§ **Task goal**:
Pick up the passage about Harry's introduction to a children's book on losing a parent to covid-19 and continue it after its final sentence.

(Beginning of Passage to read)

In an emotional introduction for a new British children’s book about a child whose mother, an essential worker, dies of covid-19, Harry opens up about his own grief and experience losing his mother at 12 years old.
“When I was a young boy I lost my mum. At the time, I didn’t want to believe it or accept it, and it left a huge hole inside of me,” Harry wrote, according to excerpts from “Hospital by the Hill” published in the Times of London. “I know how you feel, and I want to assure you that over time that hole will be filled with so much love and support.”
Harry’s mother, Diana, Princess of Wales, died in a car crash in Paris in 1997 while being chased by a swarm of paparazzi.
The book will be made free in Britain for children whose parents died as essential workers in the pandemic.

(End of Passage to read)
(Beginning of Records)

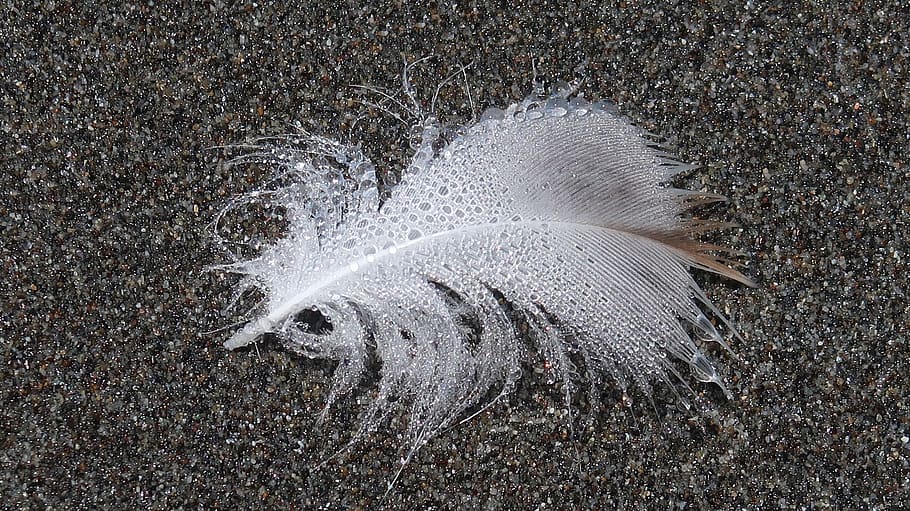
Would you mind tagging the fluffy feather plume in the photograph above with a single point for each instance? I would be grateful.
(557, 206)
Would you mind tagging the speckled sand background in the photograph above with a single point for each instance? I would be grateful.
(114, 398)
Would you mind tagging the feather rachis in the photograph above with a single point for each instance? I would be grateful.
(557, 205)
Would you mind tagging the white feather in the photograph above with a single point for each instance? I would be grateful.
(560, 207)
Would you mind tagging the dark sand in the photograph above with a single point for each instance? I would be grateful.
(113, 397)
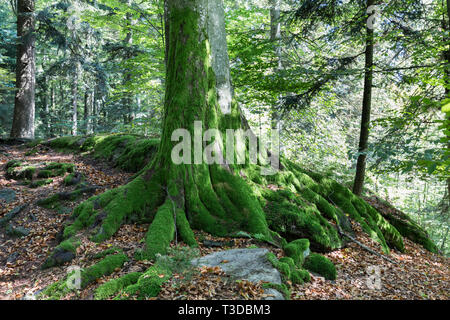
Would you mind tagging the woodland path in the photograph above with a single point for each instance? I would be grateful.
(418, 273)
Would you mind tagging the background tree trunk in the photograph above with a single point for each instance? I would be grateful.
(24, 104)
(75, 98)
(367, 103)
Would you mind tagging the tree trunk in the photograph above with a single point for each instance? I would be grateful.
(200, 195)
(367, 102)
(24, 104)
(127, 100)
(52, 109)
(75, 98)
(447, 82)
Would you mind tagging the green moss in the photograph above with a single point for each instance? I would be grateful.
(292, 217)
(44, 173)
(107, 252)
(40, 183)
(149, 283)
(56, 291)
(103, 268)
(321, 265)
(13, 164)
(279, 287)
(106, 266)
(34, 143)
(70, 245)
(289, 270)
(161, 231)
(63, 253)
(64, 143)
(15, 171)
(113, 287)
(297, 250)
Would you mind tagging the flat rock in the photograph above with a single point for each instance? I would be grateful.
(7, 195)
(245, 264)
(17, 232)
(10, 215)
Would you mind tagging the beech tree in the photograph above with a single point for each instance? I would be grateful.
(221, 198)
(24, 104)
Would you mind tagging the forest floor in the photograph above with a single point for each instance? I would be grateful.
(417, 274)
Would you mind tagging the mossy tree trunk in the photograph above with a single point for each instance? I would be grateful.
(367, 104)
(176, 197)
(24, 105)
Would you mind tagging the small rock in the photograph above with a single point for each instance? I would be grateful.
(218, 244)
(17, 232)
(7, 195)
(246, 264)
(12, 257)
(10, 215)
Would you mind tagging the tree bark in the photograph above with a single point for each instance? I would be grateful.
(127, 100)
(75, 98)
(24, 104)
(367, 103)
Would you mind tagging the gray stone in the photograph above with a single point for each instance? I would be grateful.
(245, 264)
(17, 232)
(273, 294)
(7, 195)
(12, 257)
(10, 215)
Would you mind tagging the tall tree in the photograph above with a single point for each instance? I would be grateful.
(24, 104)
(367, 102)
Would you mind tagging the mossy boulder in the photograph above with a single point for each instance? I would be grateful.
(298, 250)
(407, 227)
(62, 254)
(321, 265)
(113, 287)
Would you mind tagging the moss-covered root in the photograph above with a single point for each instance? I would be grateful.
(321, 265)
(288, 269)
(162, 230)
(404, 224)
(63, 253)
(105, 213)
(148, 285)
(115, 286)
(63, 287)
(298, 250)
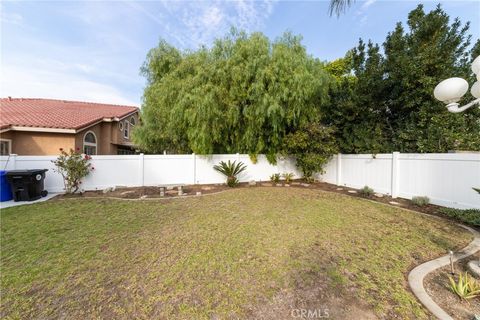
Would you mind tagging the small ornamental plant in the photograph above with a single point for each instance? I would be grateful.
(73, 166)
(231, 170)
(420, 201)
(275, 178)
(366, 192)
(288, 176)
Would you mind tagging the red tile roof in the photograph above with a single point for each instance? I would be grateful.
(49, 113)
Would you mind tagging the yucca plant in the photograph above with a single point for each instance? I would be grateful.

(End of Records)

§ **Answer for the task**:
“We all cope with loss in a different way, but when a parent goes to heaven, I was told their spirit, their love and the memories of them do not,” Harry wrote. “. . . I find this to be true.”
The prince has previously discussed the death of his mother. He has lamented the way the media treated Diana, who was widely beloved by the general public but hounded by reporters and photographers, and said she was treated as an outsider by the royal family.
In 2017, Harry revealed that he’d gone to therapy to deal with grief. He said he had come “very close to a complete breakdown” because he had blocked out his emotions.